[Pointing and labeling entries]
---

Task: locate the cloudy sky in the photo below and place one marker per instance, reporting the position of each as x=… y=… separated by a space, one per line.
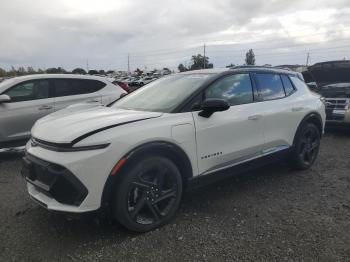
x=67 y=33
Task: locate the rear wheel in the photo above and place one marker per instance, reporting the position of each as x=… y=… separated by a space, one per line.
x=148 y=195
x=306 y=147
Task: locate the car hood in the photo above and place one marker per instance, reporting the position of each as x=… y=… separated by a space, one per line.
x=68 y=125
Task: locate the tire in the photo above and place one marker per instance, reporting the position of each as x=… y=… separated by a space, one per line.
x=306 y=147
x=148 y=195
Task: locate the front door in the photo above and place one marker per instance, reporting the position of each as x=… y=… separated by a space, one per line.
x=233 y=136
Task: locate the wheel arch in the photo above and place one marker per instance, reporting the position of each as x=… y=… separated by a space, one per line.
x=162 y=148
x=314 y=118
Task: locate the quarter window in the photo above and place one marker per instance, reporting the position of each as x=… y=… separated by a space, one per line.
x=288 y=87
x=68 y=87
x=236 y=89
x=29 y=90
x=270 y=86
x=297 y=82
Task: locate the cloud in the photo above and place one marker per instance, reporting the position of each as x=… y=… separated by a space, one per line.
x=163 y=33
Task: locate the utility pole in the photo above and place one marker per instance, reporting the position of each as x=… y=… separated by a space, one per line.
x=307 y=58
x=204 y=56
x=128 y=63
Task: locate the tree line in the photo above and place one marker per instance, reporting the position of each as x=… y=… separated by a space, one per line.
x=197 y=62
x=21 y=71
x=201 y=62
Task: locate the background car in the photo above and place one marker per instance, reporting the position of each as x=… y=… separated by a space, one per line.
x=23 y=100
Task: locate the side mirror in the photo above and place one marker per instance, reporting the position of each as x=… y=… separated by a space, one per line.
x=4 y=98
x=212 y=105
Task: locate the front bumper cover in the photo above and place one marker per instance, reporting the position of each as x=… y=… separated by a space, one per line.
x=53 y=181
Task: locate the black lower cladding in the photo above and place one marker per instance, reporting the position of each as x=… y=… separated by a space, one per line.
x=53 y=180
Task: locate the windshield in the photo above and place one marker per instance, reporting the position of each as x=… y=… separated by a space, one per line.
x=163 y=95
x=6 y=82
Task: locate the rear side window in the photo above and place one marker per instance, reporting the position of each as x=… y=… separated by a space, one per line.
x=29 y=90
x=236 y=89
x=69 y=87
x=298 y=83
x=270 y=86
x=288 y=87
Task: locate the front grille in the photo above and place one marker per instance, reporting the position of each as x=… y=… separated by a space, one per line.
x=54 y=181
x=341 y=104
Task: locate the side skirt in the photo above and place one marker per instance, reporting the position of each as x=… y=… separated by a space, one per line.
x=204 y=180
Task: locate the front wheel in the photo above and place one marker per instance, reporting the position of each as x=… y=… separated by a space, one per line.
x=148 y=195
x=306 y=147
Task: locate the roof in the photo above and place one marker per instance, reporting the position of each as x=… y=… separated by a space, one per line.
x=242 y=68
x=39 y=76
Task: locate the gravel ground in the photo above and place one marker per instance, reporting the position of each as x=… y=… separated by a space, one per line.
x=271 y=214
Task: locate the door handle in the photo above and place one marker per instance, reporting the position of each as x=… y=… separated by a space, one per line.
x=93 y=101
x=297 y=109
x=254 y=117
x=46 y=107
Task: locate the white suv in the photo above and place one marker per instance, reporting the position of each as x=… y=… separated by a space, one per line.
x=23 y=100
x=135 y=156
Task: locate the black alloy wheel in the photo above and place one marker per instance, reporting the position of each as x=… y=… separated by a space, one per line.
x=306 y=147
x=309 y=145
x=149 y=195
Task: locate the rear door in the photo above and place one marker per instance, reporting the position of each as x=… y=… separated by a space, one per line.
x=30 y=100
x=279 y=109
x=69 y=91
x=233 y=136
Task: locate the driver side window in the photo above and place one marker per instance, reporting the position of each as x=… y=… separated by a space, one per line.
x=236 y=89
x=29 y=90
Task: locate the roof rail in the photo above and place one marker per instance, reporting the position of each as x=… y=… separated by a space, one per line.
x=254 y=66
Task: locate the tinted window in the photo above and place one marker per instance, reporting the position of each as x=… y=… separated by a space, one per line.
x=69 y=87
x=288 y=87
x=270 y=86
x=29 y=90
x=164 y=94
x=297 y=82
x=236 y=89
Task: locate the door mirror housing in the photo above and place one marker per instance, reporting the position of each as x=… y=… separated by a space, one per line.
x=212 y=105
x=4 y=98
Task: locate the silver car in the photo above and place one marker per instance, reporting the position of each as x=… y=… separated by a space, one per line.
x=23 y=100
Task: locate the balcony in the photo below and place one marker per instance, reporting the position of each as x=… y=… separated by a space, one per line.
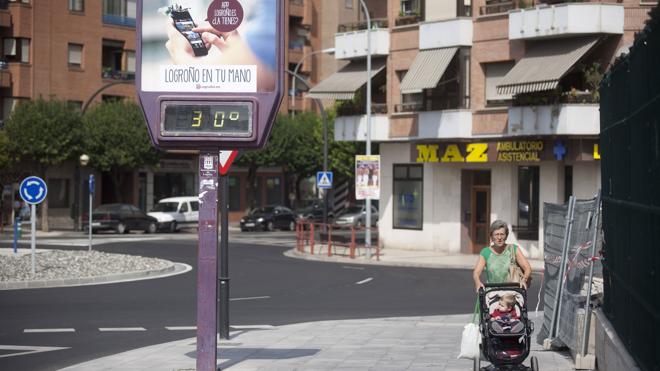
x=362 y=25
x=119 y=20
x=442 y=34
x=353 y=44
x=445 y=124
x=354 y=128
x=562 y=119
x=5 y=79
x=108 y=74
x=551 y=21
x=297 y=8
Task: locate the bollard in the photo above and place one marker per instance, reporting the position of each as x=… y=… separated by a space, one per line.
x=17 y=233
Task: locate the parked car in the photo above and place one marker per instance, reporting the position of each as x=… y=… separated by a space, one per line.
x=357 y=216
x=268 y=218
x=121 y=218
x=313 y=213
x=176 y=212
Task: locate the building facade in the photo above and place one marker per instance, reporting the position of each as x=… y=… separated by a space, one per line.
x=83 y=52
x=481 y=109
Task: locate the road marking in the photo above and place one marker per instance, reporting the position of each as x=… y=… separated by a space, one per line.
x=111 y=329
x=250 y=298
x=181 y=328
x=40 y=330
x=23 y=350
x=364 y=281
x=253 y=327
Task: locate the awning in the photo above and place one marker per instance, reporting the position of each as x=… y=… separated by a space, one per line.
x=427 y=70
x=343 y=84
x=544 y=64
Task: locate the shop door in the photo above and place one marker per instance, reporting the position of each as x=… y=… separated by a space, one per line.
x=480 y=223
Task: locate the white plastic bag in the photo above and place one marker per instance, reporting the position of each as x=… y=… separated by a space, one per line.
x=470 y=341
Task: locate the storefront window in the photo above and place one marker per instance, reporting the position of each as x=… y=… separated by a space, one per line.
x=528 y=203
x=408 y=197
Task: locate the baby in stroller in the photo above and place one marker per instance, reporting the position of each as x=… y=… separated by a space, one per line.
x=505 y=328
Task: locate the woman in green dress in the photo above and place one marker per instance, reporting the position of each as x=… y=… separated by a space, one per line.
x=496 y=258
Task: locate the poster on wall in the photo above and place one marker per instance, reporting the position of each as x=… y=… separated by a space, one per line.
x=209 y=46
x=367 y=180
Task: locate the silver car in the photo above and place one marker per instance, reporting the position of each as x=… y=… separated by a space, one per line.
x=357 y=216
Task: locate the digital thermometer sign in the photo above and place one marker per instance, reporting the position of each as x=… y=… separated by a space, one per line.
x=221 y=119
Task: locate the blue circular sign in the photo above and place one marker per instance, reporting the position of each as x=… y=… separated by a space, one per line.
x=33 y=190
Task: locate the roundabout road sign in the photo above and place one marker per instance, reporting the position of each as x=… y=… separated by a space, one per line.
x=33 y=190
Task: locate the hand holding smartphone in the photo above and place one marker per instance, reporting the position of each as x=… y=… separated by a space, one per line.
x=184 y=23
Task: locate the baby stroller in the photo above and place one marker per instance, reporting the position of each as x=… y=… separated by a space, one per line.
x=505 y=347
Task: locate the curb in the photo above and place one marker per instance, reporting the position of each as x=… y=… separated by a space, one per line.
x=294 y=253
x=111 y=278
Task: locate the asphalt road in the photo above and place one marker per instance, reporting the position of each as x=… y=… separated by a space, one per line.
x=266 y=289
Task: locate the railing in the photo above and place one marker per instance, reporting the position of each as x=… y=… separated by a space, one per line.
x=405 y=19
x=311 y=236
x=118 y=75
x=362 y=25
x=118 y=20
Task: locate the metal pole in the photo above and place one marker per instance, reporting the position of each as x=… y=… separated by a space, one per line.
x=325 y=137
x=91 y=196
x=587 y=311
x=207 y=260
x=367 y=235
x=223 y=278
x=33 y=237
x=562 y=267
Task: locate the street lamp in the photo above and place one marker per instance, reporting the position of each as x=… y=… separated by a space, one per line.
x=367 y=235
x=325 y=141
x=295 y=74
x=84 y=160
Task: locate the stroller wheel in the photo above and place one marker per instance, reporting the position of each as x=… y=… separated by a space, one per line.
x=535 y=364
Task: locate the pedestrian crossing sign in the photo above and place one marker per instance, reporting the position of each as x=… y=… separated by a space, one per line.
x=324 y=179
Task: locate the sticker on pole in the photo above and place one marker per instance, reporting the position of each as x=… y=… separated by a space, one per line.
x=324 y=179
x=226 y=159
x=33 y=190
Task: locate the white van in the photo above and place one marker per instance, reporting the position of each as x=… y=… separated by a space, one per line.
x=175 y=213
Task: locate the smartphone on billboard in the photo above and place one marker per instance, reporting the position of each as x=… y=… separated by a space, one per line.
x=184 y=23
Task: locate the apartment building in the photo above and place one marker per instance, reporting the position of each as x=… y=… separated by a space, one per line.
x=482 y=109
x=83 y=51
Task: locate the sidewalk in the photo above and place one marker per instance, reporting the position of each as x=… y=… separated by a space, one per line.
x=407 y=343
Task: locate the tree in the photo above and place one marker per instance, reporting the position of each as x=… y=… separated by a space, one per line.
x=116 y=140
x=42 y=134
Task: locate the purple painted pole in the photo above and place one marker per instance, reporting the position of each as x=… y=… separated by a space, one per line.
x=207 y=258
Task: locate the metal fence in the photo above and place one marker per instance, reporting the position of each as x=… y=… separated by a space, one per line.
x=572 y=265
x=630 y=151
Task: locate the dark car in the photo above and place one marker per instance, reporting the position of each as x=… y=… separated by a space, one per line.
x=121 y=218
x=268 y=218
x=313 y=213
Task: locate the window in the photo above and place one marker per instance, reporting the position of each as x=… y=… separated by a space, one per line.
x=528 y=203
x=408 y=197
x=75 y=56
x=495 y=72
x=58 y=193
x=273 y=191
x=77 y=5
x=16 y=49
x=75 y=104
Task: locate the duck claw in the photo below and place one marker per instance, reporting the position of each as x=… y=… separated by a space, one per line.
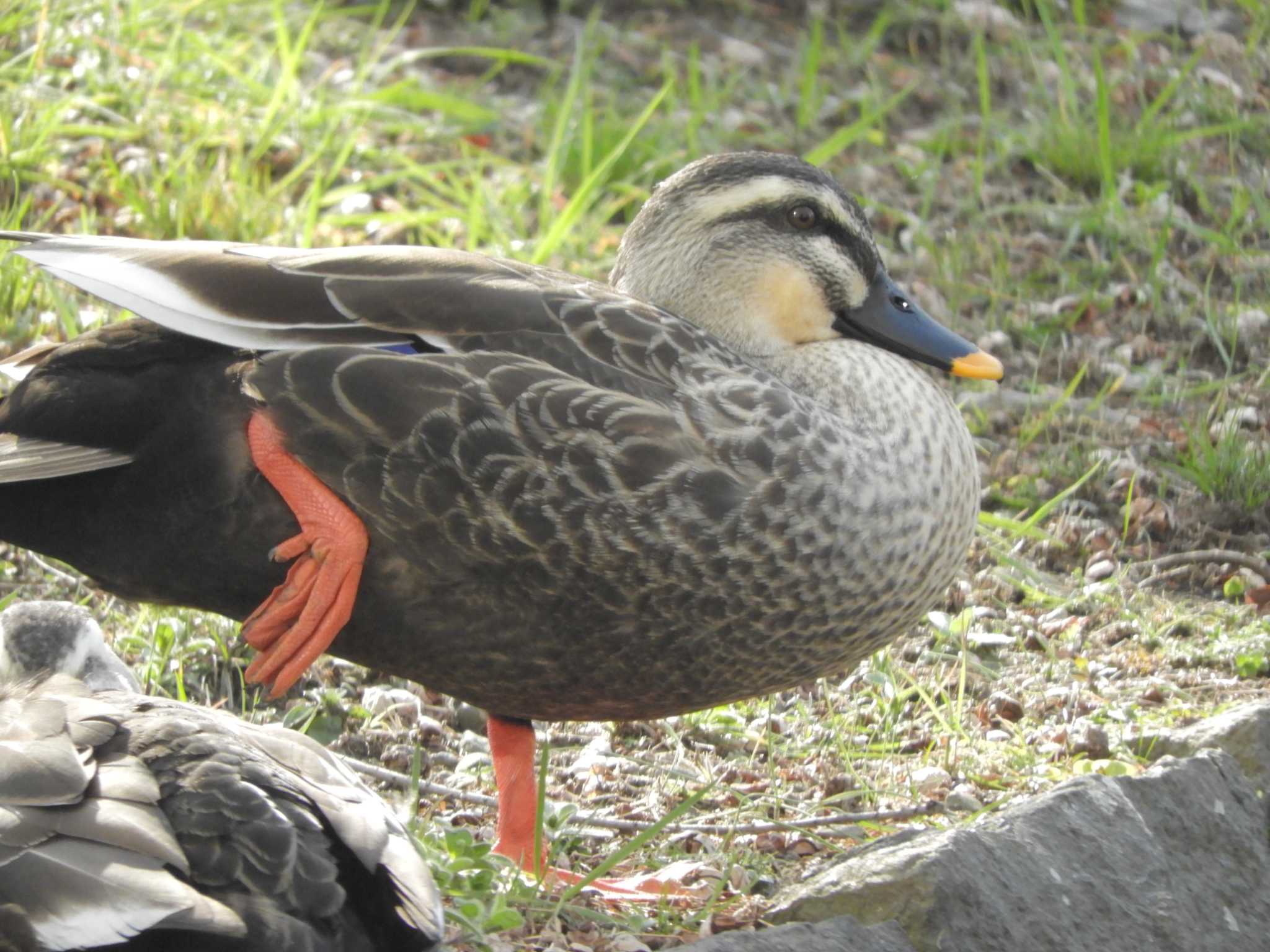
x=300 y=620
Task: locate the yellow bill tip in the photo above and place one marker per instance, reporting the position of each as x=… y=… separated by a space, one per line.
x=980 y=366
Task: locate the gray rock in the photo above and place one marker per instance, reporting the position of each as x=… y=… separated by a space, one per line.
x=1173 y=861
x=838 y=933
x=1244 y=733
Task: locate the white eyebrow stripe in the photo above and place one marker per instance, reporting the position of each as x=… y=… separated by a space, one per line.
x=768 y=190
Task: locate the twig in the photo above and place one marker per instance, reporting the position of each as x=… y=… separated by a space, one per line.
x=402 y=781
x=1208 y=555
x=605 y=823
x=1163 y=576
x=54 y=570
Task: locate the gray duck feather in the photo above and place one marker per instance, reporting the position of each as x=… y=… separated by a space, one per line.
x=135 y=823
x=721 y=477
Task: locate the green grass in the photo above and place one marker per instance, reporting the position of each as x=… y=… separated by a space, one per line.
x=1075 y=188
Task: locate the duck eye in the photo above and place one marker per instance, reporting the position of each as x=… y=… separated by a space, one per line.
x=802 y=216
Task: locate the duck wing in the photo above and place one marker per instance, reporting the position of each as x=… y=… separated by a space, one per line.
x=270 y=299
x=86 y=848
x=122 y=814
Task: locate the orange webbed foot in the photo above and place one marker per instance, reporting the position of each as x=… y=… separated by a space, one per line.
x=303 y=616
x=511 y=746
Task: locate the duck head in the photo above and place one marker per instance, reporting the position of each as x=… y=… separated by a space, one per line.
x=770 y=253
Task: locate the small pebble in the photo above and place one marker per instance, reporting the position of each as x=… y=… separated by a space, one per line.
x=1090 y=739
x=963 y=800
x=1002 y=705
x=990 y=639
x=1100 y=570
x=929 y=780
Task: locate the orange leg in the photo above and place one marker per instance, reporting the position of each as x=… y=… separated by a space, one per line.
x=304 y=615
x=511 y=748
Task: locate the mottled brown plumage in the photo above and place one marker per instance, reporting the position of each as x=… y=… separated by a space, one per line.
x=719 y=478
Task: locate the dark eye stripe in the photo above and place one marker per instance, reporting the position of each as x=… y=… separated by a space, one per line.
x=775 y=215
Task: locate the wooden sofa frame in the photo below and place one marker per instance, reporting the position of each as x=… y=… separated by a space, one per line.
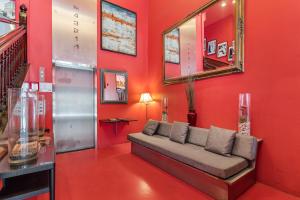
x=221 y=189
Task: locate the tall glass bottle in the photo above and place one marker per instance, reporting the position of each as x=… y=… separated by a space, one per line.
x=244 y=114
x=23 y=126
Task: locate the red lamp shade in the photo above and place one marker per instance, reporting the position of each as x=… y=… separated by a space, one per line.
x=146 y=98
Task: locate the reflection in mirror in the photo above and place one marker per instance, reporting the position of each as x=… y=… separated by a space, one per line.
x=203 y=43
x=113 y=86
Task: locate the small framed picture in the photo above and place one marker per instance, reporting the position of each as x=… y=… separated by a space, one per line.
x=211 y=47
x=222 y=49
x=230 y=53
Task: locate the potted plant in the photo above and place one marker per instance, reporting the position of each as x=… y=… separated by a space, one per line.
x=190 y=95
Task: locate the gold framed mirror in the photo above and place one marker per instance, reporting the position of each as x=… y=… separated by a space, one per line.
x=207 y=43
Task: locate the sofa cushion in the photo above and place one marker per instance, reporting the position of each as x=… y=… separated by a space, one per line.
x=193 y=155
x=179 y=132
x=245 y=146
x=151 y=127
x=220 y=140
x=197 y=136
x=164 y=129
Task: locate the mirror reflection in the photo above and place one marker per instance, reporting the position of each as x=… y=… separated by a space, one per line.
x=113 y=86
x=203 y=43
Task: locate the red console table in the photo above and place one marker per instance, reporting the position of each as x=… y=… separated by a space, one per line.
x=115 y=122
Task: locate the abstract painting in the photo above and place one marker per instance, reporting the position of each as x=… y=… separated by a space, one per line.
x=7 y=9
x=119 y=30
x=222 y=49
x=172 y=46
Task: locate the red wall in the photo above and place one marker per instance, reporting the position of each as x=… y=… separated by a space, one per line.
x=137 y=78
x=39 y=18
x=271 y=76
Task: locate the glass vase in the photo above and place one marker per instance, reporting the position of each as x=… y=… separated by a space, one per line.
x=244 y=114
x=23 y=126
x=42 y=114
x=164 y=109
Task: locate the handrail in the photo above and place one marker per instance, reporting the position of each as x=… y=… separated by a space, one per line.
x=13 y=61
x=9 y=38
x=8 y=21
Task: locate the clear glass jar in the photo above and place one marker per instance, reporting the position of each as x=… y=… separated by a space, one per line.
x=42 y=114
x=23 y=126
x=244 y=114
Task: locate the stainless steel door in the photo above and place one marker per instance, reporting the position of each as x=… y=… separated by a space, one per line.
x=74 y=108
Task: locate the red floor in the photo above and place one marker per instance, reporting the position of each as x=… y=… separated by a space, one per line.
x=115 y=174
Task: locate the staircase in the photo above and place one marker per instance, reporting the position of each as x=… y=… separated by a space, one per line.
x=13 y=61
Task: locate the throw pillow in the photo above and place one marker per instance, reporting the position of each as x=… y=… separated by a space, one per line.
x=151 y=127
x=179 y=132
x=220 y=140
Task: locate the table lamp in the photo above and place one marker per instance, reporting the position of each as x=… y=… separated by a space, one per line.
x=146 y=99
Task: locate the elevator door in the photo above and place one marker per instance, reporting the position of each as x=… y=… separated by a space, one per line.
x=74 y=109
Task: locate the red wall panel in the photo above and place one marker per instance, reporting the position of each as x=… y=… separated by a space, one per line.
x=271 y=76
x=39 y=19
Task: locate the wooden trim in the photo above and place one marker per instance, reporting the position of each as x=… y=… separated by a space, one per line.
x=215 y=187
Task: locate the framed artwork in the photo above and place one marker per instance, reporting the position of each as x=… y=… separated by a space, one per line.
x=7 y=9
x=211 y=47
x=222 y=49
x=114 y=87
x=118 y=29
x=230 y=53
x=172 y=46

---

What is expected:
Turn the lines of the listing above into a numbered list, starting with the line that contains "Task: locate the metal pole" and going on through the line that contains "x=562 y=267", and leave out any blank lines.

The solution:
1. Task: locate the metal pole in the photo above and place one marker per instance, reporting the position of each as x=… y=… separated by a space, one per line.
2. x=325 y=137
3. x=91 y=196
4. x=587 y=311
5. x=207 y=260
6. x=367 y=235
7. x=223 y=278
8. x=33 y=237
9. x=562 y=267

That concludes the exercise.